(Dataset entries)
========
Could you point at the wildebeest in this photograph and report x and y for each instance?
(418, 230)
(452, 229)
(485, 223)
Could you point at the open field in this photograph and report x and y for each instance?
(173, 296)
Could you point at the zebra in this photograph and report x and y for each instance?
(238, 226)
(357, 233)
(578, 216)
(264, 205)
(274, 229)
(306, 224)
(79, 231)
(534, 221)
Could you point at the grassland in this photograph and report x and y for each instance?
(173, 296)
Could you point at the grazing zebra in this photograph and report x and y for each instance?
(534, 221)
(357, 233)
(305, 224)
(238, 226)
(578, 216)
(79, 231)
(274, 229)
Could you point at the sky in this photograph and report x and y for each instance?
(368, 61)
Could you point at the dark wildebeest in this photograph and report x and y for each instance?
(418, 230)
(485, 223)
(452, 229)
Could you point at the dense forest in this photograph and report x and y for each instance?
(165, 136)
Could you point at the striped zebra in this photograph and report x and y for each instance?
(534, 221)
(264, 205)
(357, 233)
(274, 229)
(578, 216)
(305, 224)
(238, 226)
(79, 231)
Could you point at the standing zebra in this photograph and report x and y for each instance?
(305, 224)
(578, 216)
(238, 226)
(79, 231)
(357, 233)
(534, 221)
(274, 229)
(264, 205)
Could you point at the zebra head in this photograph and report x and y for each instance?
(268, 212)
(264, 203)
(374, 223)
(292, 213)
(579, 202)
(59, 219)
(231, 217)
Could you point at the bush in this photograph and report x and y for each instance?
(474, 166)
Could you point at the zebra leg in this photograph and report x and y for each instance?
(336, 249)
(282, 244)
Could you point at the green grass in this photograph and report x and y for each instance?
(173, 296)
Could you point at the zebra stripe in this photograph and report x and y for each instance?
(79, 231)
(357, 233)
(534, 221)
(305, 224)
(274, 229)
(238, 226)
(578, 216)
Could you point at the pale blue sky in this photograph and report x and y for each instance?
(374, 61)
========
— Set problem —
Reproduce every line above without error.

— Answer —
Could you point at the wildebeest in this photograph and report x and y for each instance?
(418, 230)
(452, 229)
(485, 223)
Could you point at the open field in this photograph and report x and y for each instance?
(173, 296)
Could you point at the zebra in this photograph and report x and y for each instance?
(238, 226)
(357, 233)
(578, 216)
(264, 205)
(274, 229)
(306, 224)
(79, 231)
(534, 221)
Could you point at the grassland in this photograph and report x and y for each instance?
(173, 296)
Could you point at the grazing zebra in this photograph and report x and y for each instance?
(534, 221)
(357, 233)
(305, 224)
(238, 226)
(578, 216)
(79, 231)
(274, 229)
Could you point at the sky in this photograph and report x and y for each instance?
(368, 61)
Could you point at the dark wildebeest in this photograph and report x and y for each instance?
(418, 230)
(485, 223)
(452, 229)
Could you point at the dense forest in this photograph and report x and y for each instance?
(165, 136)
Could you point at the striped zebra in this photograph and report x and y for each instance?
(534, 221)
(264, 205)
(357, 233)
(274, 229)
(578, 216)
(305, 224)
(238, 226)
(79, 231)
Could you point at the standing zebra in this photograph and report x and y for each instance?
(305, 224)
(578, 216)
(238, 226)
(79, 231)
(357, 233)
(534, 221)
(274, 229)
(264, 205)
Could you point at the zebra head in this photograph and report x and y for each instance?
(268, 212)
(264, 203)
(374, 223)
(292, 213)
(579, 202)
(59, 219)
(231, 217)
Could you point at the bush in this photograph and report x and y for each instance?
(474, 166)
Could you point at the zebra leg in this photograph and report x and y for each instance?
(336, 249)
(282, 244)
Could you point at the green grass in this photograph and report x and y for each instance?
(173, 296)
Could you point at the zebra stripe in this photograph and report x and y for each instance?
(79, 231)
(357, 233)
(534, 221)
(305, 224)
(274, 229)
(238, 226)
(578, 216)
Could you point at the pale blue sky in this photograph and report x and y for each instance?
(374, 61)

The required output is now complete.